Thirumbi Paar () is a 1953 Indian Tamil-language film starring Sivaji Ganesan, P. V. Narasimha Bharathi, Pandari Bai, Krishna Kumari and Girija. Produced and directed by T. R. Sundaram of Modern Theatres, the film was written by M. Karunanidhi, who would later become the chief minister of Tamil Nadu. Thirumbi Paar was one of the earliest Tamil films whose dialogues were known to be a political satire on the Indian National Congress, the ruling party then. Sivaji Ganesan played a negative role in the film and received wide acclaim.

Plot 

Parandhaman is a womaniser. A mute girl is married to the much older Punyakodi. Parandhaman seduces the mute girl in the absence of her husband and continues this act with other women. Poomalai is Parandhaman's sister.

========================================

## Aim A
Turn the paragraph of the article on Thirumbi Paar that begins "Thirumbi Paar () is a 1953" into a bulleted list that keeps its main facts.
## Aim B
Name every performer the article on Thirumbi Paar lists as starring in the film.
None of the rows are needed for this work.

## Items
========================================

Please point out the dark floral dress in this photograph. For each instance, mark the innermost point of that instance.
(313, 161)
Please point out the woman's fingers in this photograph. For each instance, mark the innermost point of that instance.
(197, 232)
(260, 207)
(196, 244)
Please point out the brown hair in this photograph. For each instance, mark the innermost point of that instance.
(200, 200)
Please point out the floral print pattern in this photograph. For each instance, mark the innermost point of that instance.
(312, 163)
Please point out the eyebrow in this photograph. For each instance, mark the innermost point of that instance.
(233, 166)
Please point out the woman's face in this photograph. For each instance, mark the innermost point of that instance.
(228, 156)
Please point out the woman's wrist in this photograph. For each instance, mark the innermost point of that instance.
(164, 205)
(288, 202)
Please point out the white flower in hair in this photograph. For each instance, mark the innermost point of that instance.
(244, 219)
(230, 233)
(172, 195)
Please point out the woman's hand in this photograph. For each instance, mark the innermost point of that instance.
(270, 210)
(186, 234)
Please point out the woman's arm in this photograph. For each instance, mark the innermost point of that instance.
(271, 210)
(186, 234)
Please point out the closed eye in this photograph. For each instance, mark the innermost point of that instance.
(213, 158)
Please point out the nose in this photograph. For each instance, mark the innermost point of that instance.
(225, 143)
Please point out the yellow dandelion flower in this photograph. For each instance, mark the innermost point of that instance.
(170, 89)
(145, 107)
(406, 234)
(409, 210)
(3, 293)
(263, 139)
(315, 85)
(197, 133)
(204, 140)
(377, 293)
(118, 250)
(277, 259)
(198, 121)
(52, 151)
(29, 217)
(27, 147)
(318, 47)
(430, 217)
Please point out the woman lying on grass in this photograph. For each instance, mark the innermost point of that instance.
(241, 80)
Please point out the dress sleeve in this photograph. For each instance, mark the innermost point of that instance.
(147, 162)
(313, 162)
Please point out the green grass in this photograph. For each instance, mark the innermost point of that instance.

========================================

## Complete output A
- 1953 Indian Tamil-language film
- Stars Sivaji Ganesan, P. V. Narasimha Bharathi, Pandari Bai, Krishna Kumari and Girija
- Produced and directed by T. R. Sundaram of Modern Theatres
- Written by M. Karunanidhi, who later became chief minister of Tamil Nadu
- One of the earliest Tamil films whose dialogues were known to satirize the Indian National Congress, then the ruling party
- Sivaji Ganesan played a negative role and received wide acclaim

## Complete output B
- Sivaji Ganesan
- P. V. Narasimha Bharathi
- Pandari Bai
- Krishna Kumari
- Girija